This is a 2002 2500 with LQ4. A company truck that I bought for an employee to drive. Has over 290k. Actually runs pretty smooth with plenty of power. Sooo.

Today had been going just fine. Fixed the leak at my heater core to hose location and started the truck to make sure the leak was fixed. Noticed it was ticking louder than a normal high mileage tick. Looked at stock pressure gauge and its on the bottom. Zero pressure. Shut it off, check the oil, start it back up. No pressure. Raise the rpm a little and the gauge kind of bumps its way to about 25psi and the tick gets much more quiet. Sounds like a lifter ticking. Let it go back to idle and the pressure holds for a few seconds, then kind of starts to stumble and drops to zero, tick gets loud again. So yes, the pressure is down, its not just the stock crappy gauge.

__WORK TO COMPLETE__:
Return the account of the truck's lost oil pressure in full, reproducing every word and character without change. The items below are separate material, independent of the text above.

Point annotation dataset records
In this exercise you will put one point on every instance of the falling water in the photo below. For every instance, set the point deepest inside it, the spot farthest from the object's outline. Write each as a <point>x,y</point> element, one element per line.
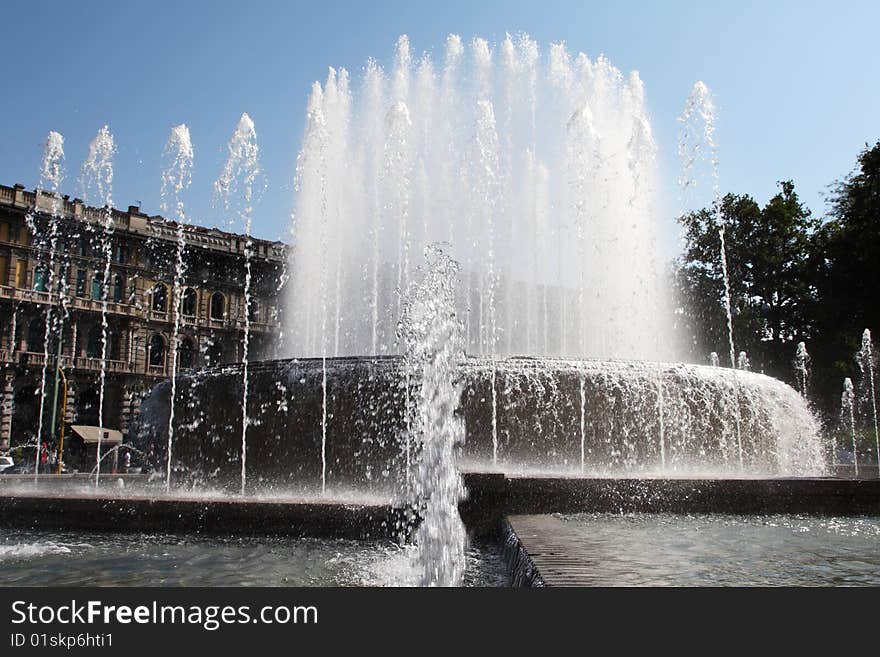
<point>865,358</point>
<point>523,151</point>
<point>802,368</point>
<point>51,176</point>
<point>176,177</point>
<point>698,153</point>
<point>235,187</point>
<point>97,183</point>
<point>848,417</point>
<point>727,310</point>
<point>431,335</point>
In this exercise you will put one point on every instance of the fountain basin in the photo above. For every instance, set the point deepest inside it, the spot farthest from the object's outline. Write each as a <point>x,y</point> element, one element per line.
<point>604,418</point>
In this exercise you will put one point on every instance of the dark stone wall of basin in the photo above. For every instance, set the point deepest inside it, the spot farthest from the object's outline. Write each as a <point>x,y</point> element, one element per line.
<point>625,418</point>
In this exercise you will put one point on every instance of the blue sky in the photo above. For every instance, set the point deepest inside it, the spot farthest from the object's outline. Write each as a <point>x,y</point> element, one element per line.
<point>796,82</point>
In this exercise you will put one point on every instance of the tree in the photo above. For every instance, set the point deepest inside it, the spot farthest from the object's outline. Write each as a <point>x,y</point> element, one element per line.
<point>772,292</point>
<point>847,265</point>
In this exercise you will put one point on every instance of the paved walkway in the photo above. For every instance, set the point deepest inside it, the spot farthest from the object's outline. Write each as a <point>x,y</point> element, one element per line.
<point>553,550</point>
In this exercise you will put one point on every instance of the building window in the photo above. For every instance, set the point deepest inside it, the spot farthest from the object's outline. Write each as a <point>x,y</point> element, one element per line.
<point>118,288</point>
<point>189,302</point>
<point>159,294</point>
<point>218,302</point>
<point>41,278</point>
<point>35,336</point>
<point>20,272</point>
<point>157,351</point>
<point>80,282</point>
<point>186,354</point>
<point>113,350</point>
<point>97,286</point>
<point>214,354</point>
<point>93,343</point>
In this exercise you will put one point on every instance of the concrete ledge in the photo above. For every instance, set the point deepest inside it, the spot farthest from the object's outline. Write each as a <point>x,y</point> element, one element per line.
<point>492,497</point>
<point>203,516</point>
<point>814,496</point>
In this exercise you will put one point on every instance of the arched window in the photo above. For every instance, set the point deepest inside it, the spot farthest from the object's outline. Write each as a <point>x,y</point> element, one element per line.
<point>97,286</point>
<point>214,354</point>
<point>41,278</point>
<point>93,343</point>
<point>157,351</point>
<point>159,294</point>
<point>218,302</point>
<point>188,306</point>
<point>113,344</point>
<point>35,336</point>
<point>118,288</point>
<point>186,354</point>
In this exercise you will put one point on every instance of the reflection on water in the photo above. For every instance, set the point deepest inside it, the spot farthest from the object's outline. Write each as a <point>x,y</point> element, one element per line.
<point>721,550</point>
<point>67,558</point>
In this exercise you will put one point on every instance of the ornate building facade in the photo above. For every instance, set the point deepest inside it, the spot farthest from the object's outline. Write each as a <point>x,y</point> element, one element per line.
<point>53,255</point>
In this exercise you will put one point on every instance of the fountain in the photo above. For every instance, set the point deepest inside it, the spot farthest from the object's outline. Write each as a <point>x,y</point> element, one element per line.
<point>176,177</point>
<point>579,378</point>
<point>865,360</point>
<point>46,239</point>
<point>240,174</point>
<point>534,345</point>
<point>97,178</point>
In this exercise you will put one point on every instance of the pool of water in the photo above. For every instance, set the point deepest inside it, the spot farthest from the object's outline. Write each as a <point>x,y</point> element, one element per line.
<point>726,550</point>
<point>59,558</point>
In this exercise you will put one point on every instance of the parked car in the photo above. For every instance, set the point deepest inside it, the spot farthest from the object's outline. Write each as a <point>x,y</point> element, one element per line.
<point>20,468</point>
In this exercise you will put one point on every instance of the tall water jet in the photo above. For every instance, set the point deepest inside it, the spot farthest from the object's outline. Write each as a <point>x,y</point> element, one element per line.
<point>431,334</point>
<point>865,359</point>
<point>698,153</point>
<point>96,180</point>
<point>802,368</point>
<point>848,418</point>
<point>499,178</point>
<point>176,177</point>
<point>727,307</point>
<point>51,177</point>
<point>235,188</point>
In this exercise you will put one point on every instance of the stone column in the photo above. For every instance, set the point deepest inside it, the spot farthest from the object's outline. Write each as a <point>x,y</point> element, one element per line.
<point>70,406</point>
<point>7,406</point>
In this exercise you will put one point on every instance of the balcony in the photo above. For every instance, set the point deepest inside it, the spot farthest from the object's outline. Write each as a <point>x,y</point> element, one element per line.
<point>24,294</point>
<point>113,366</point>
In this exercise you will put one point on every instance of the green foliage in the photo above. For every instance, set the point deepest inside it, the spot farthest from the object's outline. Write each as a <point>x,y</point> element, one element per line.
<point>772,295</point>
<point>846,262</point>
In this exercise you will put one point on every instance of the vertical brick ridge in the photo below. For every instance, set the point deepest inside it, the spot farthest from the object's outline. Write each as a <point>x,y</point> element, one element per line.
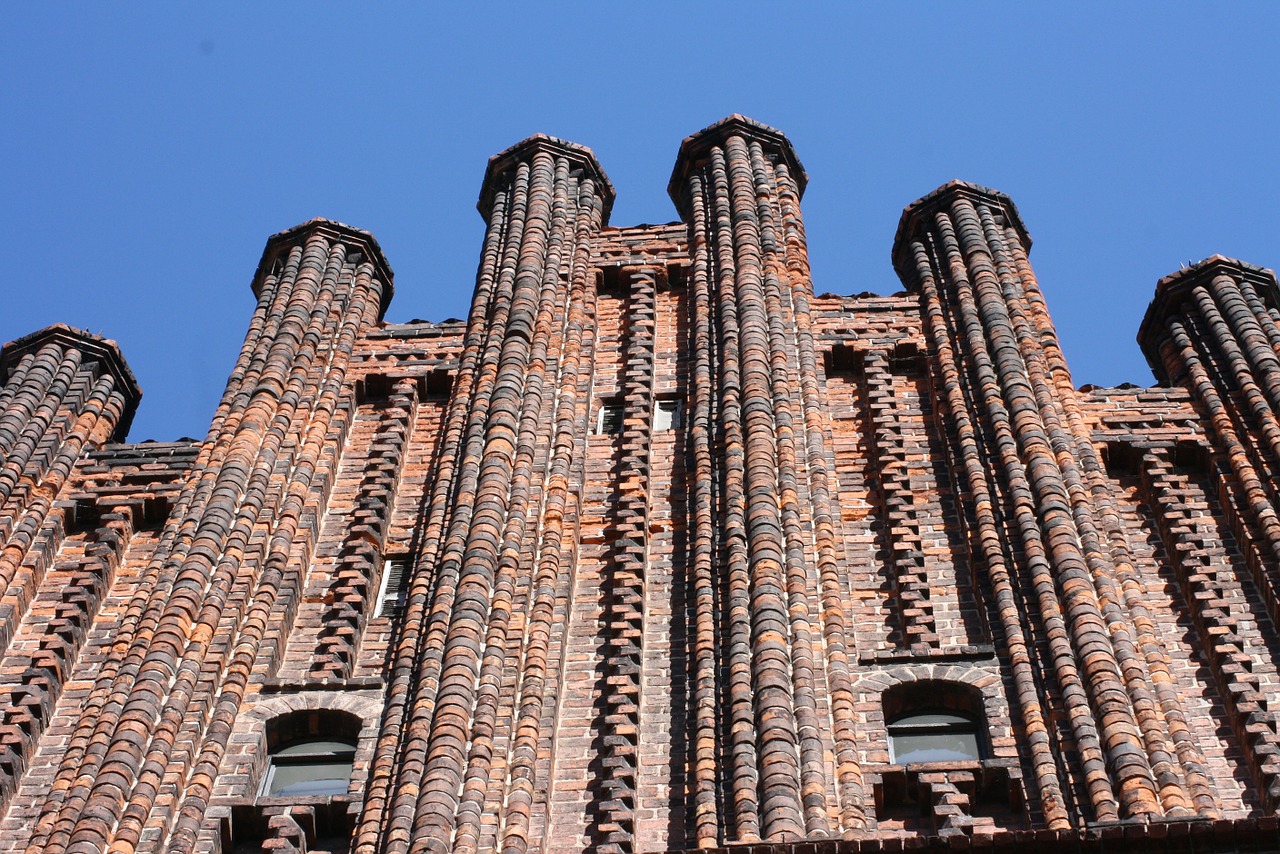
<point>306,471</point>
<point>1151,686</point>
<point>1132,649</point>
<point>1182,516</point>
<point>88,425</point>
<point>833,590</point>
<point>387,813</point>
<point>360,562</point>
<point>753,341</point>
<point>1059,520</point>
<point>613,821</point>
<point>1010,416</point>
<point>1211,329</point>
<point>446,688</point>
<point>174,624</point>
<point>904,547</point>
<point>74,589</point>
<point>805,668</point>
<point>709,827</point>
<point>556,552</point>
<point>969,456</point>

__FULL RESPONSE__:
This is a 2002 2500 with LQ4. A company truck that I bought for an employee to drive. Has over 290k. Actually runs pretty smooth with plenty of power. Sooo.

Today had been going just fine. Fixed the leak at my heater core to hose location and started the truck to make sure the leak was fixed. Noticed it was ticking louder than a normal high mileage tick. Looked at stock pressure gauge and its on the bottom. Zero pressure. Shut it off, check the oil, start it back up. No pressure. Raise the rpm a little and the gauge kind of bumps its way to about 25psi and the tick gets much more quiet. Sounds like a lifter ticking. Let it go back to idle and the pressure holds for a few seconds, then kind of starts to stumble and drops to zero, tick gets loud again. So yes, the pressure is down, its not just the stock crappy gauge.